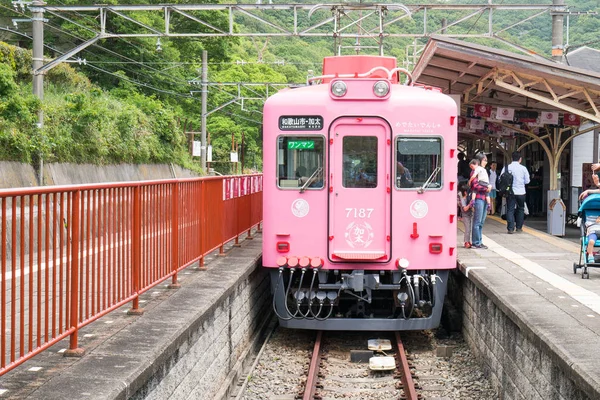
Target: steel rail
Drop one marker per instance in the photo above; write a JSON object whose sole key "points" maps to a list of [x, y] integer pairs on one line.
{"points": [[410, 392], [313, 370]]}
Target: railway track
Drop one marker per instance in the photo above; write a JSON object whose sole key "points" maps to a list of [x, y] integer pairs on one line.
{"points": [[339, 378], [286, 369]]}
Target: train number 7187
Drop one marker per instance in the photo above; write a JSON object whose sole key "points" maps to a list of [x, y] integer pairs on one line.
{"points": [[359, 212]]}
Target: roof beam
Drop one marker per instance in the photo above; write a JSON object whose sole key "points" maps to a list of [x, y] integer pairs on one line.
{"points": [[523, 88]]}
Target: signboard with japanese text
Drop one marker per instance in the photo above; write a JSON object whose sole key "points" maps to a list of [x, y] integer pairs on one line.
{"points": [[226, 189], [236, 187], [300, 123]]}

------------------------------------------------------------------------

> WHAT THIS TASK INVOLVES
Please swap "Target" for "Object" throughout all the items above and reproduce them with nothing else changed, leaving out the pictures.

> WRITTEN RESPONSE
Object: steel rail
Drop one marker per instance in the photo above; write a JSON object whose sole key "points" maps to a list of [x, y] integer pairs on one line.
{"points": [[410, 392], [313, 370]]}
Object: railway track
Drop one marker per instance in the photo above; write a JSON object whose sole key "points" maps to a list of [x, y] integer pairs on one line.
{"points": [[339, 378], [286, 369]]}
Object: train number 7187
Drop one marker per instance in the photo above; write a JSON object whose sole key "points" maps to a list of [x, y] integer pairs on one line.
{"points": [[359, 212]]}
Object: roof beam
Drop one marker per instance in the photo above; write a JSON object whose sole key "points" maps to a list of [x, y] integer pairs on one line.
{"points": [[523, 88]]}
Object: signboard with japanese text
Drop one marker per instance in the photo above; write a JSON object whose sole key "points" maps to a list of [x, y] integer pairs on one line.
{"points": [[226, 189], [236, 187], [300, 123]]}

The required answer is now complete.